**WHAT YOU ARE ASKED TO DO**
Search the lines of the records for the word "pavement", and copy every line that has it.

[Dataset excerpts]
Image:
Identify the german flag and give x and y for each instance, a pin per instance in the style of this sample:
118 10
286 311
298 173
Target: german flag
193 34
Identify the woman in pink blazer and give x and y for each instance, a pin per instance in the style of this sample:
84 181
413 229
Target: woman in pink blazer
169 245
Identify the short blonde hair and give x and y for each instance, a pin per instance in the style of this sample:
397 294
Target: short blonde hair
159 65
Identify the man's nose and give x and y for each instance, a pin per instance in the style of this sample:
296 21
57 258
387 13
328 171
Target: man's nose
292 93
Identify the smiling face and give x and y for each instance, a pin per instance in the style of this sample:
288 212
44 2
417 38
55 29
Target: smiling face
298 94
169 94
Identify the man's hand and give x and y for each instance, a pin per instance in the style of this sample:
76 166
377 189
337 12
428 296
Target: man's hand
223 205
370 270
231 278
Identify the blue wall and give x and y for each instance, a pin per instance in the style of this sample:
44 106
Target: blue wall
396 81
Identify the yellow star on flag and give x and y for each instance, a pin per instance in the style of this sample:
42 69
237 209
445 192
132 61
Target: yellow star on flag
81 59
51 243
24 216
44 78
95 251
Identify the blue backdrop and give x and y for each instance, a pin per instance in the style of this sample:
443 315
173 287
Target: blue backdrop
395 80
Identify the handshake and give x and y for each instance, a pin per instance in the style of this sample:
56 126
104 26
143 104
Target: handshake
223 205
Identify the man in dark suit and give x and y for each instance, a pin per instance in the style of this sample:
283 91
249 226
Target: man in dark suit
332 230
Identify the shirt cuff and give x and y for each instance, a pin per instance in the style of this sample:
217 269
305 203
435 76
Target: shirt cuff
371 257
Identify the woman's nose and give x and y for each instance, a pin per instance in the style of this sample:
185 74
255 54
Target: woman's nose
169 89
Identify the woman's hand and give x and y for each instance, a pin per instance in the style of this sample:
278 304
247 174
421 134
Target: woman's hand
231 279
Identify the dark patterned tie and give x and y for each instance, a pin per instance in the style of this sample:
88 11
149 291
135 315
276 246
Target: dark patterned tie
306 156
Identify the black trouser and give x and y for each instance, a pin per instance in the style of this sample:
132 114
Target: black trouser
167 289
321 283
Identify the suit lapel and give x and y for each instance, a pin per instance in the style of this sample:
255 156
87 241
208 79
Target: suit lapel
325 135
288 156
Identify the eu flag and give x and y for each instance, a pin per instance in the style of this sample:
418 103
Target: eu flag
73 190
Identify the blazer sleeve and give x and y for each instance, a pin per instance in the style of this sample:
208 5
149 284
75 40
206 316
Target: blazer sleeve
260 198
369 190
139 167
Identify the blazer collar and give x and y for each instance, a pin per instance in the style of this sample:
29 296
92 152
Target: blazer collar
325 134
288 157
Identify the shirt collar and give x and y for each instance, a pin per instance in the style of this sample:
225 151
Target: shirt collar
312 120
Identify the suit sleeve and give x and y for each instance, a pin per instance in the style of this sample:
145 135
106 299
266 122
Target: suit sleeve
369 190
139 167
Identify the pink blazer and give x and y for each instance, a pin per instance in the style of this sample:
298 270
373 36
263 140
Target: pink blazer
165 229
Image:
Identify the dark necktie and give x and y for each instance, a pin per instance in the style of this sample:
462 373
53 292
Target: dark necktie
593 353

---

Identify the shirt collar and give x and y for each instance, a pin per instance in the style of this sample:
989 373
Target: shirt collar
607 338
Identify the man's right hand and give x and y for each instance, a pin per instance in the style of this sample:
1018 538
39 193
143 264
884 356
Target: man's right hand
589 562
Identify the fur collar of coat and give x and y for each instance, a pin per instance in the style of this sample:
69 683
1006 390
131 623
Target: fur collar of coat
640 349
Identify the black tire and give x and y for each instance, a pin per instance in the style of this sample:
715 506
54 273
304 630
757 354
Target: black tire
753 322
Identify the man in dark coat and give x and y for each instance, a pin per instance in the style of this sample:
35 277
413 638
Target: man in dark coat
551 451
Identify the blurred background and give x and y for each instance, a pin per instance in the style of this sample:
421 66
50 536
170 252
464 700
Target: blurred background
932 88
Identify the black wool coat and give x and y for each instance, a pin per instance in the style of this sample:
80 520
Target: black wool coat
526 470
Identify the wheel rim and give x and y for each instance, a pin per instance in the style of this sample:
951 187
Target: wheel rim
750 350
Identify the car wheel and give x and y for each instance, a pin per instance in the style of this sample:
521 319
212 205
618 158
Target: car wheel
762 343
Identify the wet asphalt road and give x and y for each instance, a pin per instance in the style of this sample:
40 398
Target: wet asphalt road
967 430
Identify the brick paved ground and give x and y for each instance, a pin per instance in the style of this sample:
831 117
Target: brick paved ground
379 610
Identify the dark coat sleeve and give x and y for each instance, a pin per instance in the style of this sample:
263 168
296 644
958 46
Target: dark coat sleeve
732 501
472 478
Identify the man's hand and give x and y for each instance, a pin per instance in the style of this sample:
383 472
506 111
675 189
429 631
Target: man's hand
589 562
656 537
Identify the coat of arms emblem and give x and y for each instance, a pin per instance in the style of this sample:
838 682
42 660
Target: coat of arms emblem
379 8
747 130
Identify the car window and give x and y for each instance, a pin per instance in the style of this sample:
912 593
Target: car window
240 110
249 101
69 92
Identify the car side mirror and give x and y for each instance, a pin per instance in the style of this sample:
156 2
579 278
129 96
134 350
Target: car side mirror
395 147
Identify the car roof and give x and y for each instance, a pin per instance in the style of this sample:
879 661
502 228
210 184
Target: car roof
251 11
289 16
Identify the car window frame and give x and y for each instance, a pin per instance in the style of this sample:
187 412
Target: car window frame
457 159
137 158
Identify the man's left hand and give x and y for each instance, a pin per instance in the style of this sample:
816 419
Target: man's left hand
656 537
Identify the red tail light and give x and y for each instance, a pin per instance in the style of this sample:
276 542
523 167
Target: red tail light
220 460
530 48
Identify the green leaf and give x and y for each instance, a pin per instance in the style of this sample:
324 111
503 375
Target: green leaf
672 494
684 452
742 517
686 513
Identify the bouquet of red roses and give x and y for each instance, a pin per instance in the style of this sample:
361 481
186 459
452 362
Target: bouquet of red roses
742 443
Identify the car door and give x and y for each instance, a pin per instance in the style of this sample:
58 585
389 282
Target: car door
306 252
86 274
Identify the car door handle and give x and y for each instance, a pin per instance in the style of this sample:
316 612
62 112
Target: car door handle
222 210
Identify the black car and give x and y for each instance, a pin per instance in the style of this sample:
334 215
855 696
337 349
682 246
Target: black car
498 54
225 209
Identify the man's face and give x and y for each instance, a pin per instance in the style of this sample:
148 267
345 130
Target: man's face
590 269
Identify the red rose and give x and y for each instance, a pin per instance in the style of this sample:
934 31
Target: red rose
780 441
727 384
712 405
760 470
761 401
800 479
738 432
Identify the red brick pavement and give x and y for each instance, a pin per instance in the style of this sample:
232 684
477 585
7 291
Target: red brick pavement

...

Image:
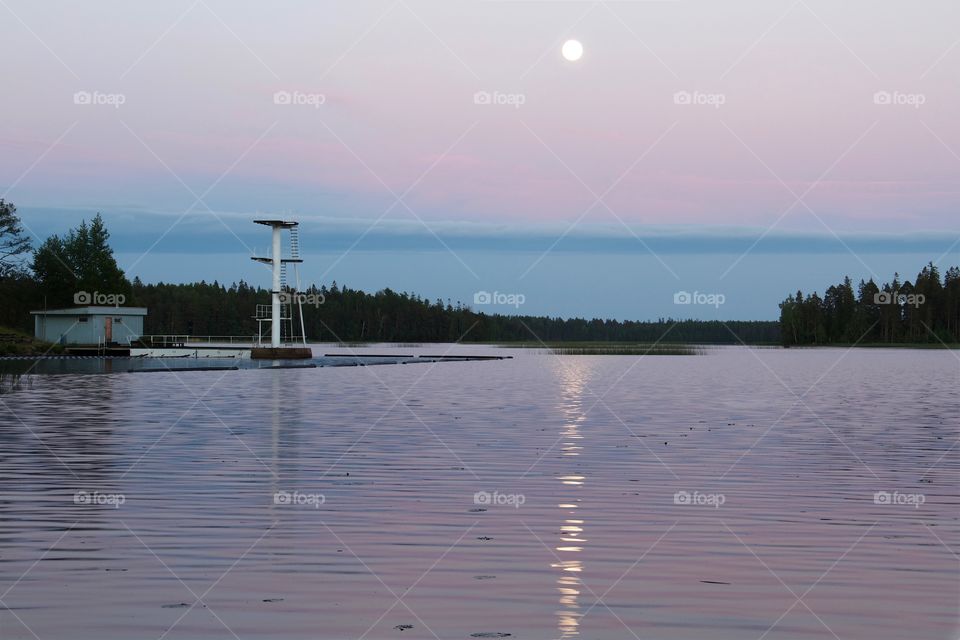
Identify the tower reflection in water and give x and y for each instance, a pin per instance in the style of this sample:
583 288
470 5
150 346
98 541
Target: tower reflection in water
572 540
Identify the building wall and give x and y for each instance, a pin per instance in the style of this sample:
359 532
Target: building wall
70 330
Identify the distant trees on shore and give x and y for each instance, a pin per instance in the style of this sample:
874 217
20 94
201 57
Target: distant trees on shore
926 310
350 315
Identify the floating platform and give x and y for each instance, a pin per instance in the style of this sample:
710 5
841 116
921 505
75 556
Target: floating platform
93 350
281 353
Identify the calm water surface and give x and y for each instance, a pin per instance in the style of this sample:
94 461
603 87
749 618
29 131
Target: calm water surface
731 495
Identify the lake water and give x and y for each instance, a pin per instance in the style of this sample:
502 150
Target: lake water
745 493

**EXERCISE ANSWER**
Identify the red brick pavement and give x and y for each instance, a pin per instance in the style of this sample:
Target: red brick pavement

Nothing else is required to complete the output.